## START Dataset excerpts

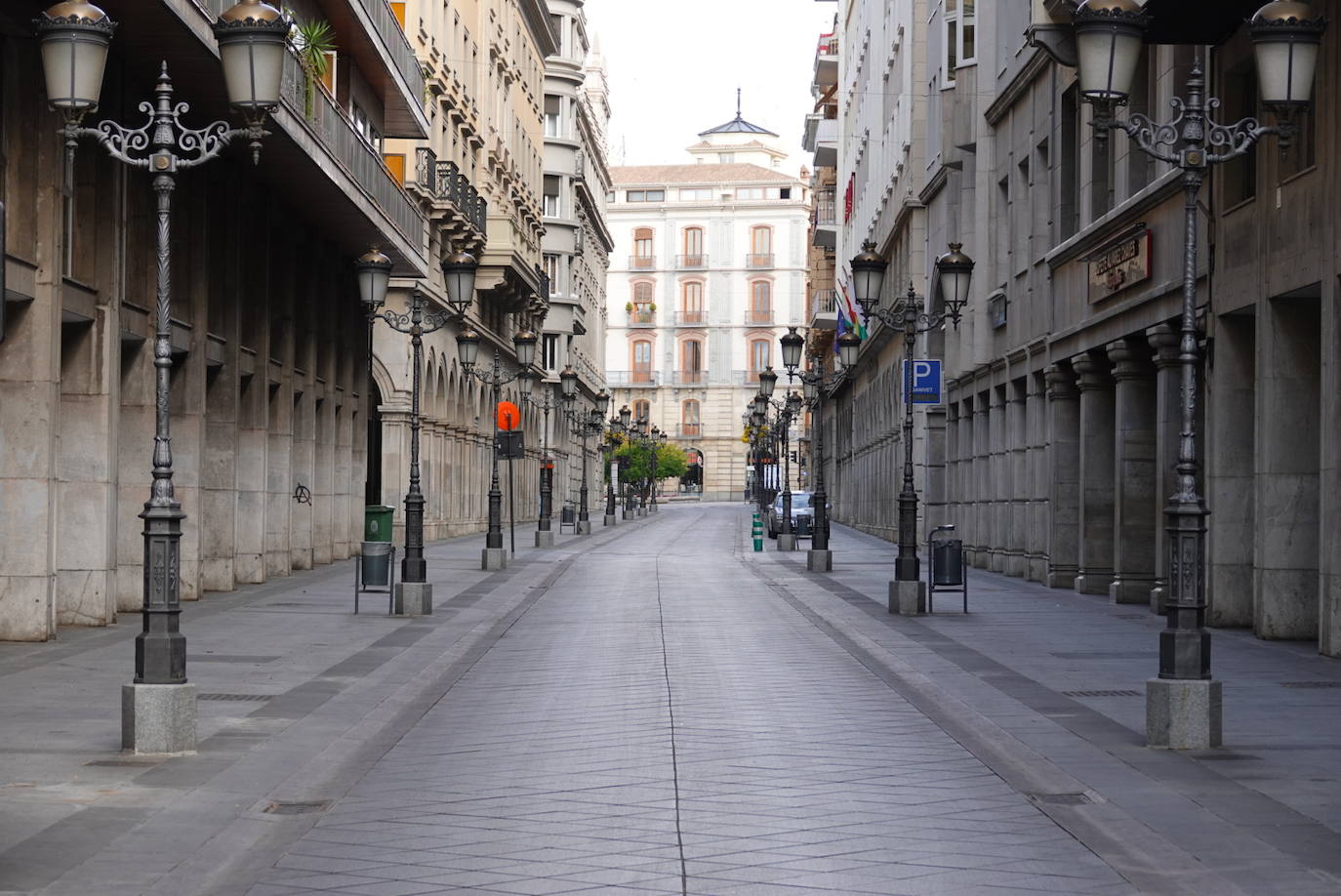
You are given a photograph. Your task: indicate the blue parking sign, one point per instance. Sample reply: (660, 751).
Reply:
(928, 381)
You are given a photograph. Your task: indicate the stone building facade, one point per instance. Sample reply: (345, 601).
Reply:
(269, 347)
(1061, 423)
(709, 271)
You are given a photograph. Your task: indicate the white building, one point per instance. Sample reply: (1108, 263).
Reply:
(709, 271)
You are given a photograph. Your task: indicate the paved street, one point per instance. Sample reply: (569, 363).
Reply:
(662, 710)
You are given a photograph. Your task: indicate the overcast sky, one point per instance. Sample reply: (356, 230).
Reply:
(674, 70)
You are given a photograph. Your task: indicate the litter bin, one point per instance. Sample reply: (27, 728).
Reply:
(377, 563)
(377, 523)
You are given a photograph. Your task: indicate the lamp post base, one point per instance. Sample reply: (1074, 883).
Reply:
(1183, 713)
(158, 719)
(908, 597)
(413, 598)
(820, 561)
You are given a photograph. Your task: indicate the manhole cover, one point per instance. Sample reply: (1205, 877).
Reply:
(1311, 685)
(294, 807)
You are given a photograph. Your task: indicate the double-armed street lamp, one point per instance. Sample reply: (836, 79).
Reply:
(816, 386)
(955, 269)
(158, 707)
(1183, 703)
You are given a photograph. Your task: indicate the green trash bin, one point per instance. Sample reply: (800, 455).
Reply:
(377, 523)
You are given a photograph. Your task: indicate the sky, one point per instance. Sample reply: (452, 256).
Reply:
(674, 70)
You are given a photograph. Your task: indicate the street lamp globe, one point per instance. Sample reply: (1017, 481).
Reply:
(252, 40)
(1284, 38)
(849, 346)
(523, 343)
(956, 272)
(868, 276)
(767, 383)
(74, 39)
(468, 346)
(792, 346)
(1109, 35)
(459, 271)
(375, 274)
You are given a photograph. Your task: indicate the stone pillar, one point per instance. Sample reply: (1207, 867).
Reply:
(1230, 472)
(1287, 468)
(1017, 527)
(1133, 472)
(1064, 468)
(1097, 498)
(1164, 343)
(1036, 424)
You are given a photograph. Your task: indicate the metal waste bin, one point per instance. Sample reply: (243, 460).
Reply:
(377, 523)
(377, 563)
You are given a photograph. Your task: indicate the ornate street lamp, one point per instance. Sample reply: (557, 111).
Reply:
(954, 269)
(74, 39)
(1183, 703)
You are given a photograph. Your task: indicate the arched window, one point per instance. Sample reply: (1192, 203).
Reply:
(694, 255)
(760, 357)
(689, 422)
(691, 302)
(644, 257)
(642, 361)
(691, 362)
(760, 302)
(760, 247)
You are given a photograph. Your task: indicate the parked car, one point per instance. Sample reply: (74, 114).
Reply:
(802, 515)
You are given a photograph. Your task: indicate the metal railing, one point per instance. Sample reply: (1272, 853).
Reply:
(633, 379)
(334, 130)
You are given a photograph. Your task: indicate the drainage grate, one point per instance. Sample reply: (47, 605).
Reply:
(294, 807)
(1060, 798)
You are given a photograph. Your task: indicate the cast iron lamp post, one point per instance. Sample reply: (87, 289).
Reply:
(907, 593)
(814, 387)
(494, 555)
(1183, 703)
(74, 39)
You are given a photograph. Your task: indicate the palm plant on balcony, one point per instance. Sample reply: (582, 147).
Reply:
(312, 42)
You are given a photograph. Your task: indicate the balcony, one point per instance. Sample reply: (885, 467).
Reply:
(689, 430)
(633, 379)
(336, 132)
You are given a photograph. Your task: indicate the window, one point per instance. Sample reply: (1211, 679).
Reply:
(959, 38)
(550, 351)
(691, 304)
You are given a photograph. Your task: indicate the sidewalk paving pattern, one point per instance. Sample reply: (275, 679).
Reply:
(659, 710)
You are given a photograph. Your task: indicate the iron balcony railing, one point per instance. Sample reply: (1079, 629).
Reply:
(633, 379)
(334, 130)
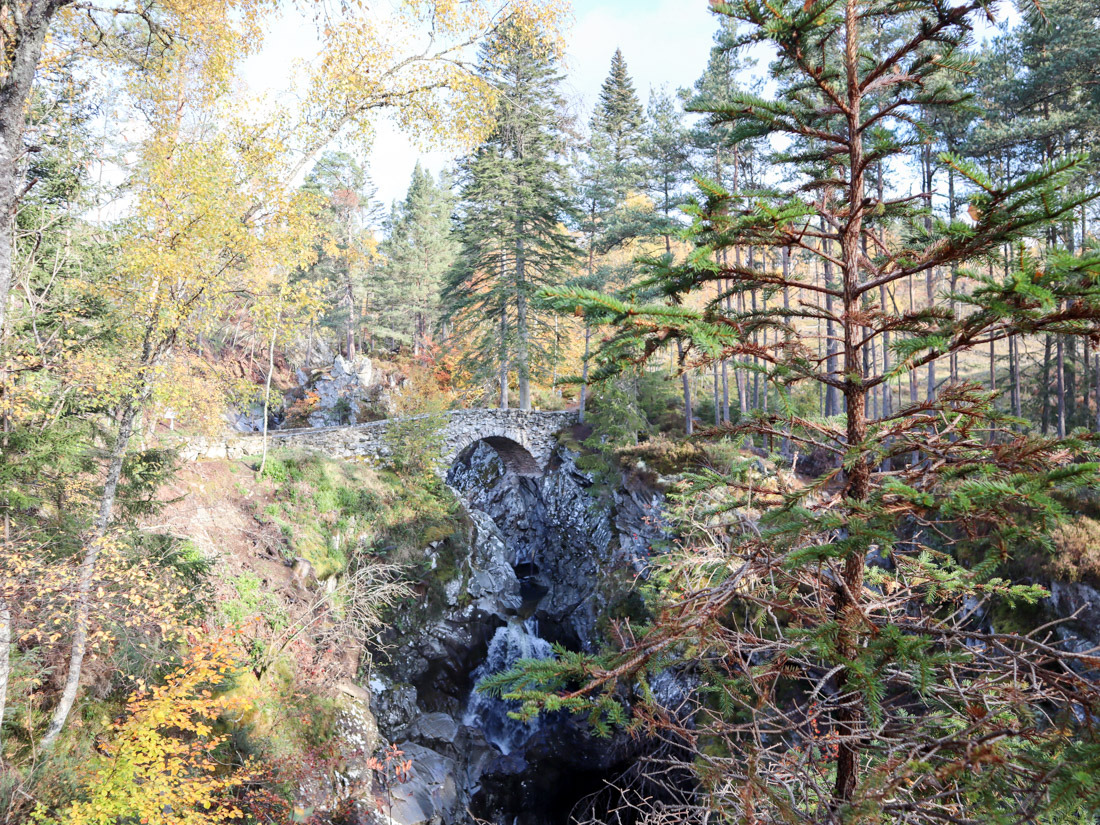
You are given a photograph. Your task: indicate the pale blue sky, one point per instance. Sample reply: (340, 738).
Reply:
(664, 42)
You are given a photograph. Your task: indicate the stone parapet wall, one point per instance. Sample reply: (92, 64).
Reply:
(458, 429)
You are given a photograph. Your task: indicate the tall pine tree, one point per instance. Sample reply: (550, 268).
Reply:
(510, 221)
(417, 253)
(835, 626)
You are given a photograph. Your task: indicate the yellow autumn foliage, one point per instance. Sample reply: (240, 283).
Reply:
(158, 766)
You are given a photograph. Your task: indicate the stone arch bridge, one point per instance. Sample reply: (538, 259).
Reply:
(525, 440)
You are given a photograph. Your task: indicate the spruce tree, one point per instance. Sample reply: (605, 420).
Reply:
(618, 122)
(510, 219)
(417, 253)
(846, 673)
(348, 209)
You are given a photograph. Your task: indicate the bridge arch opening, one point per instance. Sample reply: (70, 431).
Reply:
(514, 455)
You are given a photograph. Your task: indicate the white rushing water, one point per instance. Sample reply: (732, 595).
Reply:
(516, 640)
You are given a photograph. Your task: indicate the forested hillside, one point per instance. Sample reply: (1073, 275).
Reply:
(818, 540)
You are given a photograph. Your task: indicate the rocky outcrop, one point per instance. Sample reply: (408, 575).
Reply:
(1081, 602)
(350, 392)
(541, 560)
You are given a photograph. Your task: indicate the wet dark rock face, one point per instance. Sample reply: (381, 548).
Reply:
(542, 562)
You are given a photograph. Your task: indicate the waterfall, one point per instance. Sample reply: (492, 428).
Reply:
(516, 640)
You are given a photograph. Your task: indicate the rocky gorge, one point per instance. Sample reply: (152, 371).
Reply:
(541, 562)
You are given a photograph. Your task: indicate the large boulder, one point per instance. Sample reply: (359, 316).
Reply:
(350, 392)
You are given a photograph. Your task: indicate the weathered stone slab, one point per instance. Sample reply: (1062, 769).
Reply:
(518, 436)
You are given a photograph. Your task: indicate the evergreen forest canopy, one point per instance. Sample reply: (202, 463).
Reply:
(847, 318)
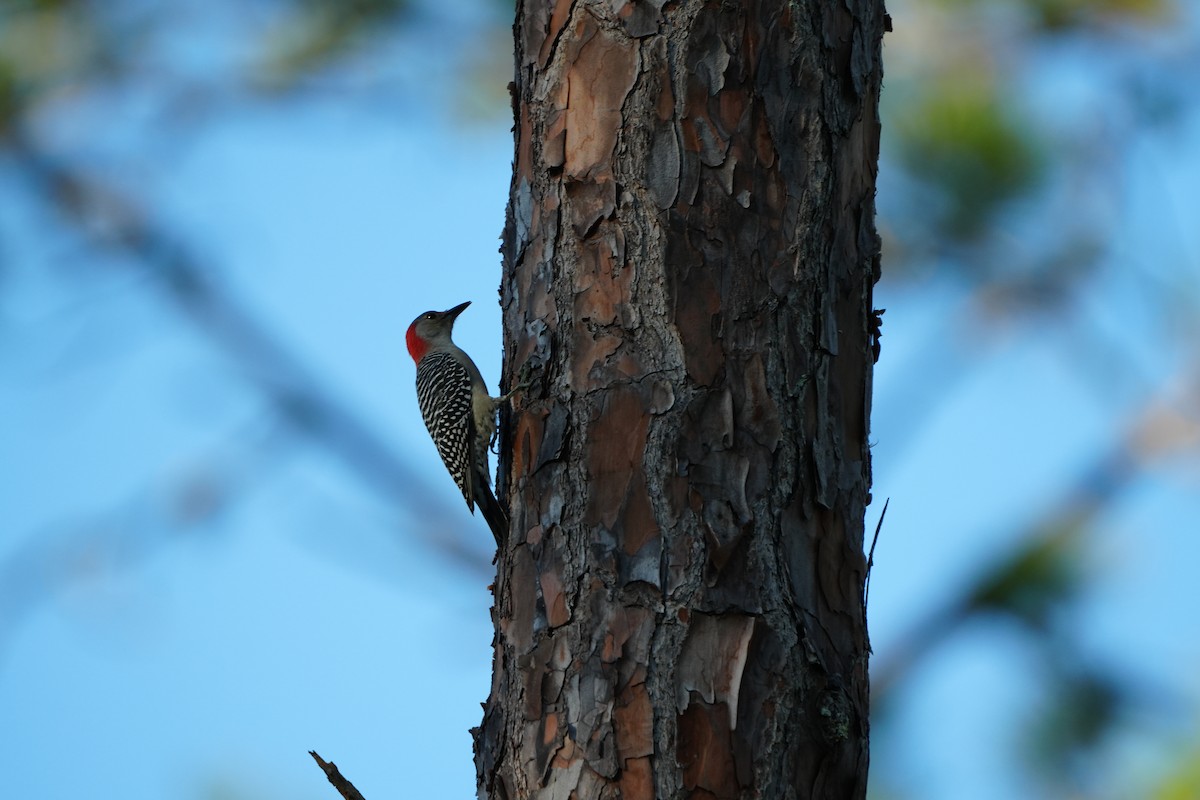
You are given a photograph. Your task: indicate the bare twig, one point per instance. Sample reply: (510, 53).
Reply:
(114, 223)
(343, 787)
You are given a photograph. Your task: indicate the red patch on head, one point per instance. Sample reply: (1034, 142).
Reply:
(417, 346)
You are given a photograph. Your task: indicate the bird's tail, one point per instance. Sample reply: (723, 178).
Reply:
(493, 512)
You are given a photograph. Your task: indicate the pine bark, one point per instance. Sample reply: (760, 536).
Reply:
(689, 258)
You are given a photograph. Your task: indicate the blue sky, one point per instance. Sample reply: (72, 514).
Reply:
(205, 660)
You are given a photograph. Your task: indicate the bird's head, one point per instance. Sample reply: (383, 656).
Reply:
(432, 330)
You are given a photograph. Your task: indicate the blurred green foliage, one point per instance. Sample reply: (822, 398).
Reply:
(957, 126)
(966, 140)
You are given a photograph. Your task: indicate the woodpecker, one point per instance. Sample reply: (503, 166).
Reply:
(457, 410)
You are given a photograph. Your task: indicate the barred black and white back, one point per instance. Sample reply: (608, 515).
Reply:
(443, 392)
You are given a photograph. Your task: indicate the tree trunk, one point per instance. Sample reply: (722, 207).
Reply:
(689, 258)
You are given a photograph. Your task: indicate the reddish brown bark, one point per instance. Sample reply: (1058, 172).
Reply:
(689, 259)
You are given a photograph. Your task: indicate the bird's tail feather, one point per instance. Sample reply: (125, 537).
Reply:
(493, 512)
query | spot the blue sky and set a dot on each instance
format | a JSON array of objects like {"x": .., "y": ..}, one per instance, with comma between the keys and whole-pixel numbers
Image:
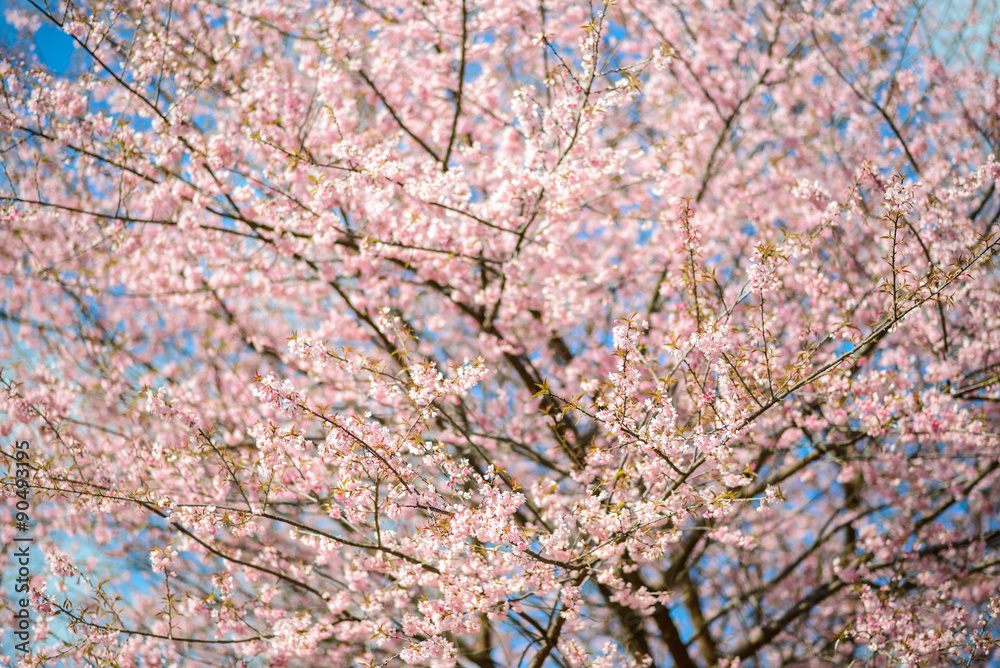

## END Dataset excerpts

### Set exercise
Please copy all of the records above word for word, leaving out the pictures.

### Exercise answer
You are given a photograph. Your task: indicate the blue parking sign, one point per instance. Sample reply: (660, 751).
Reply:
(928, 381)
You are given a photograph. Your task: indicate the stone building facade, one point per instance. Sample reply: (345, 601).
Reply:
(269, 347)
(1061, 423)
(709, 271)
You are given a photograph. Your task: indicate the white building, one point per instance. Sample reply: (1108, 263).
Reply:
(709, 271)
You are given a photograph. Your task: indicate the paved street, one point per instance. Sample reply: (569, 363).
Reply:
(662, 710)
You are given a photograph. Your task: indicate the overcast sky, one point per instance. Sample reply: (356, 230).
Reply:
(674, 70)
You are given a photograph. Your task: indicate the litter bin, one point per instance. Sample reply: (27, 728).
Reply:
(377, 563)
(377, 523)
You are given a photograph. Your task: indicate the lamp post base, one point per instance. Sample reply: (1074, 883).
Reply:
(1183, 713)
(158, 719)
(908, 597)
(413, 598)
(820, 561)
You are given a photograph. Your task: indicate the manhole cover, one point per instance. Sample reply: (1205, 877).
Reply:
(1311, 685)
(294, 807)
You are given a photograph. Your task: indicate the double-armed street lamp, one point per instance. Sample reply: (836, 79).
Reply:
(816, 386)
(955, 269)
(158, 707)
(1183, 703)
You are given a photograph. Your task: indicate the green trash bin, one point per instance. Sample reply: (800, 455).
Reply:
(377, 523)
You are given a photograph. Your task: indicate the sky, one point per instance. Sample reply: (452, 256).
Reply:
(674, 70)
You are given a photograph. Your task: indicate the street lamp globe, one point per instance. Sample reply: (1017, 481).
Reply:
(252, 40)
(1284, 38)
(849, 346)
(523, 343)
(956, 272)
(868, 276)
(767, 383)
(74, 39)
(468, 346)
(792, 346)
(1109, 35)
(459, 271)
(375, 274)
You are given a photograph. Your task: indicate the stone pillar, one point per instance. Sample reply: (1207, 867).
Reply:
(1230, 472)
(1287, 468)
(1017, 527)
(1133, 472)
(1064, 468)
(1097, 498)
(1164, 343)
(1036, 424)
You are given a photograph. Your task: indicate the metal waste bin, one point per instance. Sample reply: (243, 460).
Reply:
(377, 523)
(377, 563)
You are given a photograph. Your task: indicate the ornate street lamp, one point per instance. Sample reply: (557, 111).
Reply:
(954, 269)
(74, 39)
(1183, 703)
You are given a photograph. Your task: indicate the arched window, one point per instance. Sample reply: (1192, 203).
Reply:
(694, 255)
(760, 357)
(689, 422)
(691, 302)
(644, 257)
(642, 361)
(691, 362)
(760, 302)
(760, 247)
You are given a photograph. Your task: indicate the parked car, one point per instance. Sample reply: (74, 114).
Reply:
(802, 515)
You are given a photograph. Your task: indicate the metal railing, one point per instance. Sample reply: (1272, 853).
Reply:
(633, 379)
(334, 130)
You are given a photograph. Your task: indicate the drainage grate, one point per instance. Sample reply: (47, 605).
Reply:
(294, 807)
(1060, 798)
You are given a photograph. Your task: indicate the cast iron lamp post, one point per instance. Sample reply: (87, 289).
Reply:
(907, 593)
(814, 387)
(494, 555)
(1183, 703)
(74, 39)
You are given a photograph. Your task: indicate the palm plant on balcony, one point per instance. Sample reply: (582, 147).
Reply:
(312, 42)
You are given a photograph. Your task: indicate the balcony, one point per instance. Sample reply: (885, 467).
Reply:
(689, 430)
(633, 379)
(336, 132)
You are given a photograph. Your task: indicate the window, one point per instance. Sample reply: (1211, 679).
Reply:
(959, 38)
(550, 351)
(691, 304)
You are given a photograph. Your task: indicate the sidewalk paving pattern, one point per instance. Sample reply: (275, 679).
Reply:
(659, 710)
You are given a photograph. Your task: indicate the iron balcony railing, one point per instance. Sample reply: (1079, 629).
Reply:
(633, 379)
(334, 130)
You are given a photograph. Your task: indicate the pale blue sky, one point per instance. Sample reply: (340, 738).
Reply:
(664, 42)
You are given a photograph. Your task: indicate the stone parapet wall, one point per instance. Sample reply: (92, 64).
Reply:
(458, 429)
You are given a photograph. Your task: indicate the tall pine tree, one point per instance. Sample reply: (550, 268).
Reply:
(510, 221)
(417, 253)
(835, 626)
You are given a photograph. Your task: indicate the yellow autumn foliage, one point per instance. Sample reply: (240, 283).
Reply:
(158, 766)
You are given a photograph. Your task: indicate the stone arch bridge, one point per instance. Sample reply: (538, 259).
Reply:
(525, 440)
You are given a photograph. Your task: indicate the spruce tree, one point per instance. Sample reply: (605, 420).
Reply:
(618, 122)
(510, 219)
(417, 253)
(846, 673)
(348, 209)
You are given a photograph. Your task: indicate the bridge arch opening, one point per instance. Sample reply: (70, 431).
Reply:
(514, 455)
You are given a photograph. Your task: indicate the white rushing water, one point per instance. Sample reply: (732, 595).
Reply:
(516, 640)
You are given a photograph. Your task: indicate the forested hillside, one point per instance. Sample reply: (1073, 275).
Reply:
(818, 540)
You are given a photograph. Your task: indicate the rocky outcrop, one point per instance. Sample reply: (408, 575).
Reply:
(1081, 602)
(350, 392)
(541, 560)
You are given a photograph. Your task: indicate the wet dark rock face, one point per instance. Sample reply: (381, 548).
Reply:
(542, 562)
You are given a photograph. Your task: indicate the waterfall, one point per instance. Sample reply: (492, 428).
Reply:
(516, 640)
You are given a photograph. Your task: indicate the rocky gorge, one point per instance. Sample reply: (152, 371).
Reply:
(541, 562)
You are given a photograph. Your task: indicate the large boulder, one point per instance. Sample reply: (359, 316).
Reply:
(350, 392)
You are given a photograph. Your task: indicate the weathered stone slab, one point per instance. Sample reply: (1062, 769).
Reply:
(518, 436)
You are given a photograph. Your task: indicate the evergreen forest canopy, one point per instance. Sample reply: (202, 463).
Reply:
(847, 318)
You are given a photograph. Your task: indicate the bare twig, one point per instance. Sample reply: (510, 53).
Reply:
(114, 223)
(343, 787)
You are given a photograph. Your task: indicate the red patch on head, one point per instance. Sample reply: (1034, 142).
Reply:
(417, 346)
You are given a photograph. Your task: indicate the bird's tail, one point per instance. Sample reply: (723, 178).
Reply:
(493, 512)
You are given a photograph. Your task: indicate the pine bark, one point per instance. Sample reply: (760, 536).
Reply:
(689, 258)
You are given a photograph. Your task: indicate the blue sky, one point per instance. Sample reply: (72, 514).
Reply:
(205, 660)
You are given a photograph. Your task: indicate the bird's head, one point per instance. Sample reply: (383, 656).
Reply:
(432, 330)
You are given a photograph. Your task: indicate the blurred green foliage, one point per instance. Sample reply: (822, 398).
Reply:
(957, 126)
(966, 140)
You are given a photograph. Your task: indicate the woodpecker, one point per instance. Sample reply: (503, 166).
Reply:
(457, 410)
You are given a photograph. Your task: indicate the barred black and white back, one point per instance. Sample reply: (608, 515).
Reply:
(443, 392)
You are given a photograph. Your task: indicate the tree trunk, one point per instance. Sample reply: (722, 207).
Reply:
(689, 258)
You are given a photograph. Your task: indicate the reddish brown bark, one point per instance. Sample reply: (1058, 172).
Reply:
(689, 259)
You are given a photograph. Your task: indicate the bird's tail feather, one point per instance. Sample reply: (125, 537).
Reply:
(493, 512)
query | spot the blue sky and set a dot on each instance
format | a JSON array of objects like {"x": .., "y": ..}, one per instance, with comma between the keys and whole-pixel numbers
Image:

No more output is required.